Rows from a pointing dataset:
◆ ◆ ◆ ◆

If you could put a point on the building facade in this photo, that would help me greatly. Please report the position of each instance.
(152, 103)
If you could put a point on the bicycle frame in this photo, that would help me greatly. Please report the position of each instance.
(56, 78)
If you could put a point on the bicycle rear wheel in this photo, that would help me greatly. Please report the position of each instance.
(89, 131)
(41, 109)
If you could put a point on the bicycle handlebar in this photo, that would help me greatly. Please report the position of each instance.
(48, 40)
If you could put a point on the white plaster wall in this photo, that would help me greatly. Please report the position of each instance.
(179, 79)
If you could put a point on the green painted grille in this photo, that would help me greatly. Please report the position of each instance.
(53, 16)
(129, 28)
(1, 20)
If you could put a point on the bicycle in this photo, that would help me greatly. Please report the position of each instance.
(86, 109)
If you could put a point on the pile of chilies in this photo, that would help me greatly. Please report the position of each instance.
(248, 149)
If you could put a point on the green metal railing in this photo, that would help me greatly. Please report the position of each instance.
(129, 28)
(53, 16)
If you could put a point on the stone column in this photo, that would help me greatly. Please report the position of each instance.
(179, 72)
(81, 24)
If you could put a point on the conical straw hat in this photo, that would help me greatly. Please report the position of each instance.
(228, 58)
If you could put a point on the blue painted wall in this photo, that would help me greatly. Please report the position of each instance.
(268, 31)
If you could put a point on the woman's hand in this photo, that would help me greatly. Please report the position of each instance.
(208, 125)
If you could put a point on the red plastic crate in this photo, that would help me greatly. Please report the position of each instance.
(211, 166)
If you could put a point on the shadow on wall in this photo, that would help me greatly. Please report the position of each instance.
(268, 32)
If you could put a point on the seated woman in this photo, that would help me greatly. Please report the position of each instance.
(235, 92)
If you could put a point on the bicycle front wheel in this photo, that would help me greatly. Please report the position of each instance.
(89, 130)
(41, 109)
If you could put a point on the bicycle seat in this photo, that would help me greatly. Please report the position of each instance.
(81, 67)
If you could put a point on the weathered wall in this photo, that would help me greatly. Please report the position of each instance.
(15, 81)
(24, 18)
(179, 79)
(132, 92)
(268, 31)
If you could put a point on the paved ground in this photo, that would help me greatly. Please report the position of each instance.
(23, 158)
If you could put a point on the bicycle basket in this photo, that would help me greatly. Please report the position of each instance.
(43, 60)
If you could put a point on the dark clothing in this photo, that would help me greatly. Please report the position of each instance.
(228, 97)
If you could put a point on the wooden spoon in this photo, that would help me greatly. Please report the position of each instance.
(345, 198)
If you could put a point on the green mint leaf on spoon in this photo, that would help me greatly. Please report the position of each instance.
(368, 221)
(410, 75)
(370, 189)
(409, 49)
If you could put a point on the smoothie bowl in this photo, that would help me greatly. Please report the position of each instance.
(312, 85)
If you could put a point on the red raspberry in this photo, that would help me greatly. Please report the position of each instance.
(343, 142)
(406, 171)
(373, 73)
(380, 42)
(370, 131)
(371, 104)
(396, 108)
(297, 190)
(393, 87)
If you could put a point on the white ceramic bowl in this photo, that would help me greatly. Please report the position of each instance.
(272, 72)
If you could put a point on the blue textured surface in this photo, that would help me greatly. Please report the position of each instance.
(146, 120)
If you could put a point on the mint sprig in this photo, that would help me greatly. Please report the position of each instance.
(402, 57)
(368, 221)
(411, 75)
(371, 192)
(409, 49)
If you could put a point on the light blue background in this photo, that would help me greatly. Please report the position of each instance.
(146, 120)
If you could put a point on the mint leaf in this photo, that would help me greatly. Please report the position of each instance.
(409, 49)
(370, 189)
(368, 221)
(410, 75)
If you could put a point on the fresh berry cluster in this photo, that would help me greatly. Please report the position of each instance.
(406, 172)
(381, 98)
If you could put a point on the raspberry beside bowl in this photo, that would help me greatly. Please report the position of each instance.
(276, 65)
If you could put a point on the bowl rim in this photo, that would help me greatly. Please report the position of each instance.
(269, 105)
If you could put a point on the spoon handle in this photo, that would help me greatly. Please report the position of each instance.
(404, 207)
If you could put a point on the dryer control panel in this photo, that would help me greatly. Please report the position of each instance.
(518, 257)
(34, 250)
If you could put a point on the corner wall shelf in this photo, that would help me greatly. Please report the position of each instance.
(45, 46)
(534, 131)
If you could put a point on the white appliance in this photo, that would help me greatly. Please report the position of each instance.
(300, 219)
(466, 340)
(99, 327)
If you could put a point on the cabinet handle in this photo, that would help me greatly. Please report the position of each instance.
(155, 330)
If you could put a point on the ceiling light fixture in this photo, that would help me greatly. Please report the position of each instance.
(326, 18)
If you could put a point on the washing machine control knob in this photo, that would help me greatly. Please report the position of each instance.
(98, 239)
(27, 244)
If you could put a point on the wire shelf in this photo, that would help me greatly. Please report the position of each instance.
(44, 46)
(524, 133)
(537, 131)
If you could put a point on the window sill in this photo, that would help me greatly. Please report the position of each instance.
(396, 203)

◆ ◆ ◆ ◆

Type out the whole listing above again, exactly as it stands.

If you could put a point on the building facade in this photo, that would help me greatly. Please report the position of each instance.
(152, 103)
If you could put a point on the bicycle frame in this photo, that would help me greatly. Please report the position of each instance.
(56, 78)
If you could put a point on the bicycle rear wheel in this photo, that would help me greatly. Please report the position of each instance.
(89, 131)
(41, 109)
If you could put a point on the bicycle handlebar in this photo, that would help me greatly. Please report the position of each instance.
(48, 40)
If you could put a point on the white plaster wall in this photo, that would help me greatly. Please report the position of each instance.
(179, 79)
If you could put a point on the green painted grille in this photo, that would help me greatly. Please report the position of each instance.
(53, 16)
(129, 28)
(1, 20)
If you could put a point on the bicycle in this photo, that would help me greatly. Please report the position of each instance.
(86, 109)
If you could put a point on the pile of chilies in this photo, that would help me greatly. Please report the position of each instance.
(248, 149)
If you could put a point on the green metal railing in this photo, that would help me greatly. Please report the position of each instance.
(129, 28)
(53, 16)
If you could put a point on the stone column in this photo, that would help me greatly. Please report the position of each instance.
(179, 72)
(81, 24)
If you could put a point on the conical straw hat in this photo, that would help me greatly. Please report the position of each instance.
(228, 58)
If you could put a point on the blue painted wall in this photo, that would help me greatly. Please report the position of each instance.
(268, 31)
If you could put a point on the woman's hand in this photo, that would help me greatly. Please report the position of each instance.
(208, 125)
If you could put a point on the red plastic crate in this photo, that would help me greatly. Please report the position of each instance.
(211, 166)
If you could put a point on the shadow on wall in this photo, that would help me greatly. Please report the position of each instance.
(268, 32)
If you could put a point on the seated woman in this photo, that would help me greatly. Please report the position of each instance.
(235, 92)
If you could put a point on the bicycle front wheel in this photo, that would help me greatly. Please report the position of each instance.
(89, 130)
(41, 109)
If you could put a point on the bicycle seat in this photo, that would help me greatly. Please report the position of each instance.
(81, 67)
If you could put a point on the weathered wall in this photo, that would help me greatly. Please report the position of each instance.
(15, 81)
(24, 18)
(179, 79)
(132, 92)
(268, 31)
If you could put a point on the paved ground in this photo, that would help me greatly. Please report the position of each instance.
(23, 158)
If you could put a point on the bicycle basket in this photo, that would help me greatly. Please report the position of each instance.
(43, 60)
If you could put a point on the dark clothing in this photo, that would help me greatly. Please report the position of each instance.
(228, 97)
If you could put a point on the wooden spoon in this photo, that would help me greatly. Please report the position of each instance.
(345, 198)
If you could put a point on the green mint leaf on spoon in this photo, that would help me greatly. Please report the position of each instance.
(368, 221)
(410, 75)
(370, 189)
(409, 49)
If you could put a point on the smoothie bowl in this photo, that would help me greatly. Please report the position of each instance.
(312, 85)
If you could put a point on the red raspberry in this photo, that would help me greatly. Please report the position of each instance.
(343, 142)
(406, 171)
(373, 73)
(380, 42)
(370, 131)
(371, 104)
(396, 108)
(297, 190)
(393, 87)
If you could put a point on the white ceramic bowl in this photo, that would help me greatly. Please report the position of each instance.
(272, 72)
If you could put a point on the blue textured surface in this photo, that would help me greatly. Please report the position of each instance.
(146, 120)
If you could put a point on the mint sprig in this photo, that would help me greatly. Please report the position of each instance.
(402, 57)
(368, 221)
(411, 75)
(371, 192)
(409, 49)
If you could put a point on the light blue background in this photo, that would help me greatly. Please report the position of each instance.
(146, 120)
If you could put a point on the mint leaf in this photo, that would help me greatly. Please report the position of each instance.
(409, 49)
(370, 189)
(368, 221)
(410, 75)
If you could put a point on the fresh berry cluster in this photo, that would help me greatly. Please report the position of each instance.
(406, 172)
(381, 98)
If you could put a point on the raspberry beside bowl in this photo, that would help me greatly. Please report the position of each instance.
(276, 65)
If you could put a point on the bowl rim in this photo, that would help me greatly. Please report the position of each instance.
(269, 105)
If you could put a point on the spoon handle in this photo, that would help me greatly. Please report the position of each instance.
(404, 207)
If you could put a point on the dryer control panel in this photo, that would help me greatly. Please report the position of each instance.
(518, 257)
(34, 250)
If you could put a point on the corner wall shelf in this photo, that would help me greatly. Please report the position of each instance.
(45, 46)
(534, 131)
If you could put a point on the white appliance in this photo, that would help me greatly. Please report the position of each instance.
(300, 219)
(466, 340)
(99, 327)
If you could put a point on the cabinet handle in this photo, that would help me greatly. Please report the position of each instance.
(155, 330)
If you could put a point on the ceiling light fixture in this photo, that would help me greatly. Please report the position of each instance.
(326, 18)
If you could put a point on the washing machine control knob in this photo, that would help me greatly. Please report the position of each instance.
(98, 239)
(27, 244)
If you could put a point on the wire shelf in this photo, that would help me greatly. Please report the position of each instance.
(44, 46)
(524, 133)
(537, 131)
If you could put a point on the window sill in this photo, that would help me greatly. Please report the position of each instance.
(396, 203)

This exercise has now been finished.